(요구 사항): 아래 줄들을 다시 쓰되, "instance"라는 표현을 모두 "occurrence"라는 표현으로 바꾸고 나머지는 그대로 두세요.
-- -- --
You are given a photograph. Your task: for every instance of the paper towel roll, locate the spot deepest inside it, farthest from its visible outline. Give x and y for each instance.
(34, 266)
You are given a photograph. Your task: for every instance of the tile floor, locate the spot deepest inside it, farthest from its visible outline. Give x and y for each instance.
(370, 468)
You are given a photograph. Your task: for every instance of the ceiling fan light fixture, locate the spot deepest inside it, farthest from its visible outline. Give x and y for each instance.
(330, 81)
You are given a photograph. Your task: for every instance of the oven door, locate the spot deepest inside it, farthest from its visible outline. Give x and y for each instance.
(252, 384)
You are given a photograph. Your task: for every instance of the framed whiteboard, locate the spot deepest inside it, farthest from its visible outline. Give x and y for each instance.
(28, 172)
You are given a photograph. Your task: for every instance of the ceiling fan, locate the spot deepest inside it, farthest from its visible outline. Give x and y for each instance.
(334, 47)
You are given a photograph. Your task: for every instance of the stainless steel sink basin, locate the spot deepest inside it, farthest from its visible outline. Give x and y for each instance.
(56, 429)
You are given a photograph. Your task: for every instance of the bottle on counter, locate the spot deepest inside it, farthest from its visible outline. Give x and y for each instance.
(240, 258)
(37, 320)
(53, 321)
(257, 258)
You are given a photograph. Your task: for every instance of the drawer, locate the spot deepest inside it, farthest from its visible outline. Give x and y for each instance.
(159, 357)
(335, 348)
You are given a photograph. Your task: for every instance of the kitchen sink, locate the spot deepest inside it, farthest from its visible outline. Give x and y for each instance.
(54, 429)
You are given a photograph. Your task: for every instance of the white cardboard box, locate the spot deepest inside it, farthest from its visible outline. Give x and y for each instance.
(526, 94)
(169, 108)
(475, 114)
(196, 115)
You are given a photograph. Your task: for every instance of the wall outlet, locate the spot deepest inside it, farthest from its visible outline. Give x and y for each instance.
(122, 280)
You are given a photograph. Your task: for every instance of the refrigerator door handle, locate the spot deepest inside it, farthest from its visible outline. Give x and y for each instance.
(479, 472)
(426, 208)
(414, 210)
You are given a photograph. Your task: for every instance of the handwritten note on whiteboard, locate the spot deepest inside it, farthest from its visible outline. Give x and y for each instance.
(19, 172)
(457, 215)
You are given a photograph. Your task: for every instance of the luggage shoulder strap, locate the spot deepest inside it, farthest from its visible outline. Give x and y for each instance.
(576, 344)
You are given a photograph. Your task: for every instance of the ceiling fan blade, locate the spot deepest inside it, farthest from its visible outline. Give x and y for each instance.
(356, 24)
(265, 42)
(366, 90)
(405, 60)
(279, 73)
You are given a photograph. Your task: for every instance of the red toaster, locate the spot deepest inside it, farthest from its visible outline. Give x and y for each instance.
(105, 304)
-- -- --
(완성된 연습):
You are given a photograph. Your task: for every occurrence of the paper towel roll, locate the spot deepest inside it, farthest from its visible outline. Give x and y for each occurrence.
(34, 266)
You are given a photograph. Your task: for every occurrence of the tile floor, locate the spot deepest inside it, farthest from its visible outline. Give x and y for each occurrence.
(370, 468)
You are given a photograph. Your task: for every occurrence of the ceiling fan light fixture, locate the spot deepest inside it, farthest from its visible outline. Give x and y for each occurrence.
(330, 81)
You are given a photograph. Your task: for every occurrence of the oven door, locate the spot deepest inside it, farthest from its visible outline. Give x and y for each occurrence.
(252, 384)
You are given a photograph. Your task: for every occurrence of the framed whiteboard, locate the spot deepest inside it, farthest from its visible outline. Give x and y for each occurrence.
(28, 172)
You are given a photograph. Your task: for every occurrence of the ceiling fan, locate the spot deepest inside it, farthest from its visible outline. Give x and y for each occurrence.
(334, 47)
You are given a photograph. Your task: for every occurrence of the stainless steel sink basin, locate the spot deepest inside it, farthest from its visible outline. Give x and y for each occurrence.
(56, 429)
You are given a photograph. Your task: for every occurrence of the bottle on counter, locate the spot deepest inside it, farthest from its visible outline. Give x and y for each occurrence.
(240, 258)
(37, 320)
(53, 321)
(257, 258)
You are given a photograph. Your task: for every occurrence of the drawer, locate the spot deepest inside it, farthest from its visible outline. Give x and y for each occurrence.
(159, 357)
(335, 348)
You are given a photograph. Your task: for every occurrence of the kitchen sink, locate the spot deepest inside it, farthest from its visible outline. Give x and y for each occurrence.
(54, 429)
You are given a photograph. Your task: for every occurrence of the white cardboard box, locate the spot deepest inside it, farthest from its visible outline. Give x and y for each occurrence.
(526, 94)
(169, 108)
(475, 114)
(196, 115)
You are given a photograph. Your task: for every occurrence of the wall outlet, locate the spot deepest inside it, farthest from its visible outline. Give x and y for each occurrence.
(122, 280)
You are given a photograph. Your task: for every occurrence of the refrigerator door handle, locate the spot deepest inside it, farthest from its visible outline. Give x and y for each occurrence.
(479, 472)
(426, 208)
(414, 210)
You are given a photograph. Your task: for every occurrence of the handwritten note on whiteboard, locate the spot deepest inside it, farthest from its visible outline. Give x and y for each occurrence.
(19, 172)
(457, 215)
You are given a photograph. Your task: for every occurrence of the luggage shoulder strap, locate the spot deepest inside it, farthest from its visible outline. Give x and y for each occurrence.
(576, 344)
You are given a photograph. Your task: for every occurrence of the ceiling fan blade, locate the spot deepest inside it, farthest from its visible outline. Give x and y for each occurrence.
(356, 24)
(265, 42)
(366, 90)
(405, 60)
(279, 73)
You are given a photograph. Your task: for every occurrence of the red toaster, locate the spot deepest inside it, farthest from its visible outline. Give x and y for each occurrence.
(105, 304)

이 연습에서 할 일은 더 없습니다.